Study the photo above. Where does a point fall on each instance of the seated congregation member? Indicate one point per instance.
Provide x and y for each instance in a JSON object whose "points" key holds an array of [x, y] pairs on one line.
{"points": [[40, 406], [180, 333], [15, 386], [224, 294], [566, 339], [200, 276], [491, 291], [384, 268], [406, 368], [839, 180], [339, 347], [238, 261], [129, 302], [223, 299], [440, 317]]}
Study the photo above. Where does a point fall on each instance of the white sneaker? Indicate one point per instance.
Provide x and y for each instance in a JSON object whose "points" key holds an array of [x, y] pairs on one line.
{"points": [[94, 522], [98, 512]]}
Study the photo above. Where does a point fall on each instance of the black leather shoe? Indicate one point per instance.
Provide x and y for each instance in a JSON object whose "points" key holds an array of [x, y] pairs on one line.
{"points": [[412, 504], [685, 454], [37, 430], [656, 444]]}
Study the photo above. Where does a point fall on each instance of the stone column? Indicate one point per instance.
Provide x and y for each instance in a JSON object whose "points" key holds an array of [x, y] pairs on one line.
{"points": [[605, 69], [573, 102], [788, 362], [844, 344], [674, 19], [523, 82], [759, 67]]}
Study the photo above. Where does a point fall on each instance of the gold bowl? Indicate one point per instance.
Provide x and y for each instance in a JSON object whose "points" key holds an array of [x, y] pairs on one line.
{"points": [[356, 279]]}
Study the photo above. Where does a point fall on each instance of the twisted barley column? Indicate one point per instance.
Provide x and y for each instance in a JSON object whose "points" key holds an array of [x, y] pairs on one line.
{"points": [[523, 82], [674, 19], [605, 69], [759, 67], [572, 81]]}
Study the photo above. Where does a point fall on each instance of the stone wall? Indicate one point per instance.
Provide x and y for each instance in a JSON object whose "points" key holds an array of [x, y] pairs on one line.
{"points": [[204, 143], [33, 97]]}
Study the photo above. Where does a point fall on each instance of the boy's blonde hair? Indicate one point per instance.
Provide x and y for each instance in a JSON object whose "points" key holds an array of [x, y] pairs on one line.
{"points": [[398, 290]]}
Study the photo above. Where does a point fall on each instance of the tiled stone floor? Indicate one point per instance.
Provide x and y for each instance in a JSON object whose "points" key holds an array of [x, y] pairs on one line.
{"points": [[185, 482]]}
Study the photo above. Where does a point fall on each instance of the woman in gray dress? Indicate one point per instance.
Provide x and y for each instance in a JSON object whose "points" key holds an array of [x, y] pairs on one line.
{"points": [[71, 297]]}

^^^^^^^^^^^^^^^^

**WHAT THE TASK REQUIRES:** Set out every line of the entries above as a Markdown table with two columns, "No." for the row number and "Line" for the line itself, omitting blank lines.

**THE REPLY:**
| No. | Line |
|---|---|
| 1 | Study the photo above. Where does a point fall on each instance of the seated congregation member? Indicate one point per instance. |
| 2 | Provide x and y for each instance in a JSON object whose "points" key holds an array of [x, y] pairs on one line. |
| 3 | {"points": [[40, 406], [180, 333], [15, 386], [224, 294], [566, 339], [200, 276], [491, 291], [384, 268], [406, 368], [839, 180], [339, 347], [238, 261], [129, 302], [223, 299], [440, 317]]} |
| 4 | Study the photo above. Where does a point fall on each instance of the white sneaker? Indicate one point per instance. |
| 5 | Provide x and y for each instance in a JSON object whose "points" key holds an array of [x, y] pairs on one line. |
| 6 | {"points": [[94, 522], [98, 512]]} |
| 7 | Study the photo above. Where does a point fall on each instance of the black leather shoe? Indicate one point per instance. |
| 8 | Provide x and y for each instance in a JSON object whose "points" key holds an array of [x, y] pairs on one line. |
| 9 | {"points": [[412, 504], [685, 454], [37, 430], [656, 444]]} |
| 10 | Study the photo above. Where does a point fall on each instance of the stone column? Indicate one point per instance. |
| 11 | Provide x and y for each instance in a JSON object whose "points" key holds an array of [x, y] pairs on one line. |
| 12 | {"points": [[605, 69], [573, 102], [788, 362], [844, 344], [674, 19], [523, 82], [759, 67]]} |
| 13 | Study the photo above. Where does a point fall on each instance of the gold bowl? Indicate one point per instance. |
| 14 | Provide x and y for each instance in a JSON object whose "points" key holds an array of [x, y] pairs on one line. |
| 15 | {"points": [[356, 279]]} |
| 16 | Study the photo above. Where does a point fall on each instance of the twisted barley column? Indicate one point per instance. |
| 17 | Provide x and y for each instance in a JSON object whose "points" key holds an array of [x, y] pairs on one line. |
| 18 | {"points": [[523, 82], [674, 19], [605, 69], [759, 67], [572, 81]]} |
| 19 | Study the photo above. Where does a point fall on each instance of the stone wall? Indicate one point per instance. |
| 20 | Provide x and y for each instance in a JSON object whose "points" key holds an array of [x, y] pairs on one line. |
| 21 | {"points": [[204, 143], [33, 97]]} |
| 22 | Study the photo above. Where does a point fall on each instance of the boy's blonde hair? Indicate one point per instance. |
| 23 | Provide x and y for each instance in a JSON object whose "points" key holds an array of [x, y] pairs on one line. |
| 24 | {"points": [[398, 290]]} |
| 25 | Study the photo above. Where does a point fall on each instance of the tiled stone floor? Indicate one point per instance. |
| 26 | Provide x and y for each instance in a JSON object whose "points" key holds an array of [x, y] pairs on one line. |
| 27 | {"points": [[185, 482]]} |
| 28 | Study the photo above. Where does a point fall on each instance of the woman in gray dress? Indicate one point per instance. |
| 29 | Provide x and y for each instance in a JSON object whose "points" key holds an array of [x, y] pairs on one line. |
| 30 | {"points": [[71, 297]]} |